• [PROBLEM A]
Find each line in the entries below that contains the word "golden", and copy those lines.

• [DOCUMENT TEXT]
* * *
Myth #7: Using a global salt AND a user salt is more secure than using just a user salt.
There was a thread recently in which folks supported the idea of using a global salt in addition to a user salt, and I dismissed it as pointless. I was met with some fierce opposition, claiming that it makes passwords more secure if a hacker should be able to steal a copy of your database but not your source code. This is true, however the amount of extra security this offers is minimal at best. Here's why:

Out of our list of attacks on hashes that I wrote out earlier, there is only one attack that's made more difficult to crack by using a global salt, and that's the brute force attack -- the one that's already almost impossible to use successfully to begin with. Adding a global salt only makes this more-impossible-than-nearly-impossible. So I'll admit there is SOME benefit, but with the most common and most successful attack being rainbow tables, folks would be crazy to try a brute force attack anyway. They'd just rainbow table it, and the global salt won't make your password any more secure than a properly long user salt would. And hey, let's face it: If someone's able to steal a copy of your database, chances are that they can nab a copy of your source without too much trouble too.
* * *
(Coordinate annotation entries)
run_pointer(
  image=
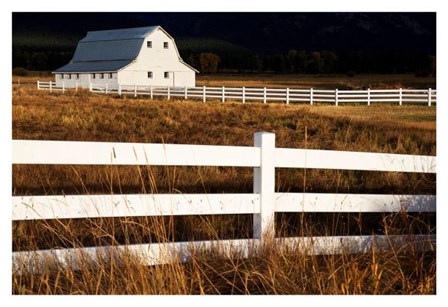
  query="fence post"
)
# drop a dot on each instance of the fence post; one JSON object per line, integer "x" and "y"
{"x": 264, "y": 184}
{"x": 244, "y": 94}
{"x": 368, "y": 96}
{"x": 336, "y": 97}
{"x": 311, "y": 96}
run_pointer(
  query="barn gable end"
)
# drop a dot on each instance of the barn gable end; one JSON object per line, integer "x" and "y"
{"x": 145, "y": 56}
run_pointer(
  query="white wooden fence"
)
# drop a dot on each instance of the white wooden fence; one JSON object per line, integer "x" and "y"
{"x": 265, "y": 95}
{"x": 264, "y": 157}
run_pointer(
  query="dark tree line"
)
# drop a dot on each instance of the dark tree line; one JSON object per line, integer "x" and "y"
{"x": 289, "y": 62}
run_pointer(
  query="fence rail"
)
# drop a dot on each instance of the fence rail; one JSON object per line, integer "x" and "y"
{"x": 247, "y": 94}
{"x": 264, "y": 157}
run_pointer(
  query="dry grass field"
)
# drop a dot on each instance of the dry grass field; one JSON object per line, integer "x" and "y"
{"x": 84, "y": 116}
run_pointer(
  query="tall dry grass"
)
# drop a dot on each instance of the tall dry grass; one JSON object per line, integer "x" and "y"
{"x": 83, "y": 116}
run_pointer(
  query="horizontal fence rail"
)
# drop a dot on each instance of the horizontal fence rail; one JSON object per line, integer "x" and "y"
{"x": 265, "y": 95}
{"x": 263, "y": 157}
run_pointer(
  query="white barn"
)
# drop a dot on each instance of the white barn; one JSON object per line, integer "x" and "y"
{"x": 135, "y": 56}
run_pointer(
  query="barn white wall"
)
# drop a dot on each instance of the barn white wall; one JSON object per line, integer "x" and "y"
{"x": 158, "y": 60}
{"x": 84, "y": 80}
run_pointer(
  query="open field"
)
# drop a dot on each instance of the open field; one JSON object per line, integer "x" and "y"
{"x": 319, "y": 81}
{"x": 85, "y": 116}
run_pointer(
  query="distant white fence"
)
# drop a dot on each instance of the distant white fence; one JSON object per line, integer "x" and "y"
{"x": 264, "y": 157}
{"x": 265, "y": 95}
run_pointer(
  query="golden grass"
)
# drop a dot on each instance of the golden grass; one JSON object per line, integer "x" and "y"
* * *
• [PROBLEM B]
In the passage on password salts, which is the only attack that a global salt makes more difficult?

• [RESULT A]
  query="golden grass"
# drop a dot on each instance of the golden grass; one JSON object per line, integer "x" and "y"

• [RESULT B]
The brute force attack.